§ What to produce: Recast every line of the records below as a numbered list, one line per item, leaving out any blank lines.

§ Data supplied:
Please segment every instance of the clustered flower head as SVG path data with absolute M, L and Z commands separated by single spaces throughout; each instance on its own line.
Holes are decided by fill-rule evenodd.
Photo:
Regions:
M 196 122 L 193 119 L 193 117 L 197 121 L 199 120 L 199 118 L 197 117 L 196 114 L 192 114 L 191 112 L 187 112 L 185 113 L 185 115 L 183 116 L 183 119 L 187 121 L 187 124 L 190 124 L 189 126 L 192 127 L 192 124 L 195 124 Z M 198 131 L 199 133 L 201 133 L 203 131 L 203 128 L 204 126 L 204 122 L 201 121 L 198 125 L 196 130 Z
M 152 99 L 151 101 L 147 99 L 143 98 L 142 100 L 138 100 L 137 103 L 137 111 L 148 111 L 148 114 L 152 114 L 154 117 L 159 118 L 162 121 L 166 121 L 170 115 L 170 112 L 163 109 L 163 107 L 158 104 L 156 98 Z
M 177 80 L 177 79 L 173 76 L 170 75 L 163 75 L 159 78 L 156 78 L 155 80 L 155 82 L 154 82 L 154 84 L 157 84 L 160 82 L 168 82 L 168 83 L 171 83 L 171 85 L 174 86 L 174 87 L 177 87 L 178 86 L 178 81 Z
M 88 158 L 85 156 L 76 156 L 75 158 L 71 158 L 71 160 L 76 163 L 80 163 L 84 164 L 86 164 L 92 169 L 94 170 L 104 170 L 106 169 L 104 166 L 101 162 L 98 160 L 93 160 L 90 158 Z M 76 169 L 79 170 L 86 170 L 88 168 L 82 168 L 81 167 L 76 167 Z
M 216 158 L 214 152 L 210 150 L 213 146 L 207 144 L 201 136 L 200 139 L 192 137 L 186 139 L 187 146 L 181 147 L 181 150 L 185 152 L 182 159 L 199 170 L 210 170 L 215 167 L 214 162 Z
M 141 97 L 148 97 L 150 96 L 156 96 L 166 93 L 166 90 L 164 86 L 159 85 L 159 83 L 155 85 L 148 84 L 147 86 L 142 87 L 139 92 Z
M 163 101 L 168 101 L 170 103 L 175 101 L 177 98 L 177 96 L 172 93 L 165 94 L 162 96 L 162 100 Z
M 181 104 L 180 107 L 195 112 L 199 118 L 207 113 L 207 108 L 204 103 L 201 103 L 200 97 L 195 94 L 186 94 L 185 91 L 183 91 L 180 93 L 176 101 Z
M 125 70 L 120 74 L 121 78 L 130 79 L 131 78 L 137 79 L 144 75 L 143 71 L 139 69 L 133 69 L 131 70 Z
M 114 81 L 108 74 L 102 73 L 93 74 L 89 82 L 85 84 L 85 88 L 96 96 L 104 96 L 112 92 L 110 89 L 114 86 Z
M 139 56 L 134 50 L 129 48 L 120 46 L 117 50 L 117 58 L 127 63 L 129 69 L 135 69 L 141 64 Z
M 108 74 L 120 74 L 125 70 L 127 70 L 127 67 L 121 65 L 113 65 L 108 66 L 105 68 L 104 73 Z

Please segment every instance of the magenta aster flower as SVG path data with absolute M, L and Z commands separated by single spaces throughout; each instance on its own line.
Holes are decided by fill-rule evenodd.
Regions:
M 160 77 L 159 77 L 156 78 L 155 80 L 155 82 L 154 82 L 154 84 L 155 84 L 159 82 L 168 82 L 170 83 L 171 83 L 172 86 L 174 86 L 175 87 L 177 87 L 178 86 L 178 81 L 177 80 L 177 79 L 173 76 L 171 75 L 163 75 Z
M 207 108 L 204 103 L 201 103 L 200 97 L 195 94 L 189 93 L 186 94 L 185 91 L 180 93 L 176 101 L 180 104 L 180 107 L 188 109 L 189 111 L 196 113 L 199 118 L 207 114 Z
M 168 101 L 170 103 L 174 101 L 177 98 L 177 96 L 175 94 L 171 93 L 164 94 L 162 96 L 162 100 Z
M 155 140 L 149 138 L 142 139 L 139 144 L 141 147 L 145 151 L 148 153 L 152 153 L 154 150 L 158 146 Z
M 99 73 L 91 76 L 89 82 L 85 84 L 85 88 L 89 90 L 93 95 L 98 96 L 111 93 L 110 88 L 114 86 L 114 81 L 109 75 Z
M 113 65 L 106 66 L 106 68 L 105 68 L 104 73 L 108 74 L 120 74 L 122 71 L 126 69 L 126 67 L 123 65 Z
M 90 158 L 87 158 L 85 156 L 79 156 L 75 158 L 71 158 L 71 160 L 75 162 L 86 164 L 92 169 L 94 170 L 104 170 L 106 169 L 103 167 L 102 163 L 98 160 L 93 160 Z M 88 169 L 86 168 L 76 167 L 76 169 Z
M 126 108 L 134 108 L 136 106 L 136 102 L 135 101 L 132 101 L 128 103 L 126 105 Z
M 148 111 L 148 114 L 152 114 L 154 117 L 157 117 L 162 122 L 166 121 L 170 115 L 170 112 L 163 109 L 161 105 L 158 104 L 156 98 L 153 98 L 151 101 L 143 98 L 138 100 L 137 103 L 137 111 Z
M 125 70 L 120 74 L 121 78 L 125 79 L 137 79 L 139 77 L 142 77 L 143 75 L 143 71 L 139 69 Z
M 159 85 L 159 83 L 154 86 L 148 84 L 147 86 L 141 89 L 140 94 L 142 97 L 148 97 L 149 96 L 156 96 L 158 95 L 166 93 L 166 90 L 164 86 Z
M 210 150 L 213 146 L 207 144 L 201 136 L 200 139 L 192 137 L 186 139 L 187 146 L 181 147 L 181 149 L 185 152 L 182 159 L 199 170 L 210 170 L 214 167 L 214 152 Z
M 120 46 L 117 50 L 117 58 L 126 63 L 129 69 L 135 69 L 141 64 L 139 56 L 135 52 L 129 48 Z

§ The solution:
1. Please segment every instance of the clustered flower head as SVG path data with absolute M, L and Z commands separated by single spaces throughout; each instance on its own line.
2. Holes are decided by fill-rule evenodd.
3. Photo:
4. Regions:
5. M 196 122 L 193 119 L 193 117 L 197 121 L 199 120 L 199 118 L 197 117 L 196 114 L 192 114 L 191 112 L 187 112 L 185 113 L 185 115 L 183 116 L 183 119 L 187 121 L 187 124 L 190 124 L 189 126 L 192 127 L 192 124 L 195 124 Z M 198 131 L 199 133 L 201 133 L 203 131 L 203 128 L 204 126 L 204 122 L 201 121 L 198 125 L 196 130 Z
6. M 152 99 L 151 101 L 147 99 L 143 98 L 142 100 L 138 100 L 137 103 L 137 111 L 148 111 L 148 114 L 152 114 L 154 117 L 159 118 L 162 121 L 166 121 L 170 115 L 170 112 L 163 109 L 163 107 L 158 104 L 156 98 Z
7. M 177 80 L 177 79 L 173 76 L 170 75 L 163 75 L 159 78 L 156 78 L 155 80 L 155 82 L 154 82 L 154 84 L 157 84 L 160 82 L 168 82 L 168 83 L 171 83 L 171 85 L 174 86 L 174 87 L 177 87 L 178 86 L 178 81 Z
8. M 88 158 L 85 156 L 76 156 L 75 158 L 71 158 L 71 160 L 76 163 L 80 163 L 84 164 L 86 164 L 92 169 L 94 170 L 104 170 L 106 169 L 104 166 L 101 162 L 98 160 L 93 160 L 90 158 Z M 76 169 L 79 170 L 86 170 L 88 168 L 82 168 L 81 167 L 76 167 Z
9. M 216 158 L 214 152 L 210 150 L 213 146 L 207 144 L 201 136 L 200 139 L 192 137 L 186 139 L 187 146 L 181 147 L 181 150 L 185 152 L 182 159 L 199 170 L 210 170 L 215 167 L 214 162 Z
10. M 141 97 L 148 97 L 150 96 L 156 96 L 166 93 L 166 90 L 164 86 L 159 85 L 159 83 L 155 85 L 148 84 L 147 86 L 142 87 L 139 92 Z
11. M 163 101 L 168 101 L 170 103 L 175 101 L 177 98 L 177 96 L 172 93 L 165 94 L 162 96 L 162 100 Z
12. M 181 104 L 180 107 L 195 112 L 199 118 L 207 113 L 207 108 L 204 103 L 201 103 L 200 97 L 195 94 L 186 94 L 185 91 L 183 91 L 180 93 L 176 101 Z
13. M 125 70 L 120 74 L 121 78 L 130 79 L 131 78 L 137 79 L 144 75 L 143 71 L 139 69 L 133 69 L 131 70 Z
14. M 114 81 L 108 74 L 102 73 L 93 74 L 89 82 L 85 84 L 85 88 L 96 96 L 104 96 L 112 92 L 110 89 L 114 86 Z
15. M 139 56 L 134 50 L 129 48 L 120 46 L 117 50 L 117 58 L 127 63 L 129 69 L 135 69 L 141 64 Z
16. M 108 74 L 120 74 L 125 70 L 127 70 L 127 67 L 121 65 L 113 65 L 108 66 L 105 68 L 104 73 Z
17. Please segment every instance of the magenta aster flower as SVG path data with absolute M, L and Z commands separated by single spaces throughout; each instance on its own line.
18. Holes are decided by fill-rule evenodd.
19. Regions:
20. M 160 77 L 159 77 L 156 78 L 155 80 L 155 82 L 154 82 L 154 84 L 155 84 L 159 82 L 168 82 L 170 83 L 171 83 L 172 86 L 174 86 L 175 87 L 177 87 L 178 86 L 178 81 L 177 80 L 177 79 L 173 76 L 171 75 L 163 75 Z
21. M 207 108 L 204 103 L 201 103 L 200 97 L 195 94 L 189 93 L 186 94 L 185 91 L 180 93 L 176 101 L 180 104 L 180 107 L 188 109 L 189 111 L 196 113 L 199 118 L 207 114 Z
22. M 168 101 L 170 103 L 174 101 L 177 98 L 177 96 L 175 94 L 171 93 L 164 94 L 162 96 L 162 100 Z
23. M 155 140 L 149 138 L 142 139 L 139 144 L 141 147 L 145 151 L 148 153 L 152 153 L 154 150 L 158 146 Z
24. M 99 73 L 91 76 L 89 82 L 85 84 L 85 88 L 89 90 L 93 95 L 98 96 L 111 93 L 110 88 L 114 86 L 114 81 L 109 75 Z
25. M 113 65 L 106 66 L 106 68 L 105 68 L 104 73 L 108 74 L 120 74 L 122 71 L 126 69 L 126 67 L 123 65 Z
26. M 90 158 L 87 158 L 85 156 L 79 156 L 75 158 L 71 158 L 71 160 L 75 162 L 86 164 L 92 169 L 94 170 L 104 170 L 106 169 L 103 167 L 102 163 L 98 160 L 93 160 Z M 88 169 L 86 168 L 76 167 L 76 169 Z
27. M 126 108 L 134 108 L 136 106 L 136 102 L 135 101 L 132 101 L 128 103 L 126 105 Z
28. M 148 111 L 148 114 L 152 114 L 154 117 L 157 117 L 162 122 L 166 121 L 170 115 L 170 112 L 163 109 L 161 105 L 158 104 L 156 98 L 153 98 L 151 101 L 143 98 L 138 100 L 137 103 L 137 111 Z
29. M 125 70 L 120 74 L 121 78 L 125 79 L 137 79 L 139 77 L 142 77 L 143 75 L 143 71 L 139 69 Z
30. M 159 85 L 159 83 L 154 86 L 148 84 L 147 86 L 141 89 L 140 94 L 142 97 L 148 97 L 149 96 L 156 96 L 158 95 L 166 93 L 166 90 L 164 86 Z
31. M 210 150 L 213 146 L 207 144 L 201 136 L 200 139 L 192 137 L 186 139 L 187 146 L 181 147 L 181 149 L 185 152 L 182 159 L 199 170 L 210 170 L 214 167 L 214 152 Z
32. M 120 46 L 117 50 L 117 58 L 126 63 L 129 69 L 135 69 L 141 64 L 139 56 L 135 52 L 129 48 Z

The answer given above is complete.